◆ What you should do
From the data below, pull out each line that contains the string "Target" and copy it unchanged.

◆ Entries supplied
▼

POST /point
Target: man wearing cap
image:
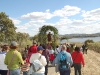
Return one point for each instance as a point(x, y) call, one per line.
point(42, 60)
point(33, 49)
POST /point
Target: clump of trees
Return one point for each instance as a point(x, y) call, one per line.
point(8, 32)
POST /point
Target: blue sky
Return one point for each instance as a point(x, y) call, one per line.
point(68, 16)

▲
▼

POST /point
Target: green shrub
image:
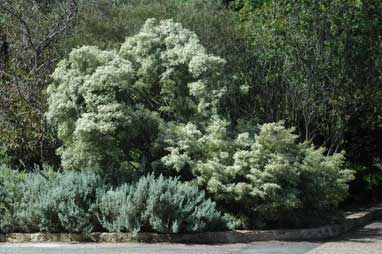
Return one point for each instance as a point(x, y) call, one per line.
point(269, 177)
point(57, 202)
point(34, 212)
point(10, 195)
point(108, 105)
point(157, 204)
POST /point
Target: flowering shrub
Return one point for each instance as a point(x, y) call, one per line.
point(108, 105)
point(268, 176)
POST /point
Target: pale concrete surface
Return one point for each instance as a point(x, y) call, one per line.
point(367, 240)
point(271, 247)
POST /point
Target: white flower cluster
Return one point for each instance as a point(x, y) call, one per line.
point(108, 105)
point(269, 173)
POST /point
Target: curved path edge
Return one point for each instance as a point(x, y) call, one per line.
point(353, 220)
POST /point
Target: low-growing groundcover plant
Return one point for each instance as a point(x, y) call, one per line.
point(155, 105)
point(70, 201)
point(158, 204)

▲
▼

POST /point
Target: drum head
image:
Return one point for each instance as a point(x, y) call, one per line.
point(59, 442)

▲

◆ Answer for the task
Target: man wearing cap
Target: clump of trees
Target: blue sky
Target: green shrub
Target: flowering shrub
Target: pale concrete surface
Target: white flower cluster
Target: curved path edge
Target: low-growing groundcover plant
Target: drum head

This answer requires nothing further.